Taking the records below, count the lines in which "along" appears and supply only the count.

(The data)

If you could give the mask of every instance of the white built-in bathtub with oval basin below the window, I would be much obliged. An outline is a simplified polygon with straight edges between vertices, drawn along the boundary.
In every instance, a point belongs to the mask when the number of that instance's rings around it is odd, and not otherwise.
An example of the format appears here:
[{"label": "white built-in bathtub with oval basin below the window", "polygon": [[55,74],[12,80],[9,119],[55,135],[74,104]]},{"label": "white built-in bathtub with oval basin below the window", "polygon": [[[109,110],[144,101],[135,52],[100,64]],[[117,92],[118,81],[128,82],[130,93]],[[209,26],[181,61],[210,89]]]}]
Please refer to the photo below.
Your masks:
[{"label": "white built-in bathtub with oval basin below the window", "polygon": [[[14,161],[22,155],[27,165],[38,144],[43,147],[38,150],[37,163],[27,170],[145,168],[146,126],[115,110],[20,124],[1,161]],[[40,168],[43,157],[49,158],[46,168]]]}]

(End The data)
(The data)

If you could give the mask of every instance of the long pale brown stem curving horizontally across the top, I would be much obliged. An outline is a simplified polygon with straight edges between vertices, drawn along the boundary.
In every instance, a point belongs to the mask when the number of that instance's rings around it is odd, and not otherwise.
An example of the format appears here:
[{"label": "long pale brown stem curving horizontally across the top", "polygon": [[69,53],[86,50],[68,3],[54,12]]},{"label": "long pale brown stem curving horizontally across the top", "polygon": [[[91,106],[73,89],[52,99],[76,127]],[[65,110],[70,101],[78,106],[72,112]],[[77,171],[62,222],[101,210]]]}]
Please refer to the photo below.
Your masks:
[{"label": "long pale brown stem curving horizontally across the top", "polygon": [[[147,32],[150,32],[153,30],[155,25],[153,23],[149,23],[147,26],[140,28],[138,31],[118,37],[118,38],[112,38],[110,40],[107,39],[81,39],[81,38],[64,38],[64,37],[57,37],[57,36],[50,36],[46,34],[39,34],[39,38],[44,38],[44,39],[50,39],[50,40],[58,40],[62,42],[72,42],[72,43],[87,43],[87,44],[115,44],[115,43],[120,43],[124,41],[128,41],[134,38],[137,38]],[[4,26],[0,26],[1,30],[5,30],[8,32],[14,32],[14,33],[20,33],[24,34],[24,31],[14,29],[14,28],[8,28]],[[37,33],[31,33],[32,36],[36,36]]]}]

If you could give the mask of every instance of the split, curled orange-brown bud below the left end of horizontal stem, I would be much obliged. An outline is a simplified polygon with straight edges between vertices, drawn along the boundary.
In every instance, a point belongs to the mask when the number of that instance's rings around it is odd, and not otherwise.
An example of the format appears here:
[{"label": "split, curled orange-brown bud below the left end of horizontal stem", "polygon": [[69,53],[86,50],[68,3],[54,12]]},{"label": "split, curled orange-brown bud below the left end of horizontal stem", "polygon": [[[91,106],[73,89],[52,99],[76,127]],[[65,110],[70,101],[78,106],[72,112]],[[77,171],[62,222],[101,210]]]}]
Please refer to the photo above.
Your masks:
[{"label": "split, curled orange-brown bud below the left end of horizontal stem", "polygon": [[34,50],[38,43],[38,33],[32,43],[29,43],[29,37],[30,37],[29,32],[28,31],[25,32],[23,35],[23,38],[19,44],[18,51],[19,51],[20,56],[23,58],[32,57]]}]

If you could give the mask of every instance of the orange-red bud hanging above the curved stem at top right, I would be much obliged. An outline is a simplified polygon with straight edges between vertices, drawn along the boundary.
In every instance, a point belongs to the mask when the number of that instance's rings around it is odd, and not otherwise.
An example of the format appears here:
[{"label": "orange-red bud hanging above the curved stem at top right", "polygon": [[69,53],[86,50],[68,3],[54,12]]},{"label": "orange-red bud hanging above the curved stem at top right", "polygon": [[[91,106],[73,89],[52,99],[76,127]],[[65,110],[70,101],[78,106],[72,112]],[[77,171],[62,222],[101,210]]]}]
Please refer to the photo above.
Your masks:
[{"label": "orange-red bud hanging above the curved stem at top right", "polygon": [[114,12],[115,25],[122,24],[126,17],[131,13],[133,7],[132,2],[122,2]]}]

(End The data)

* Answer box: 4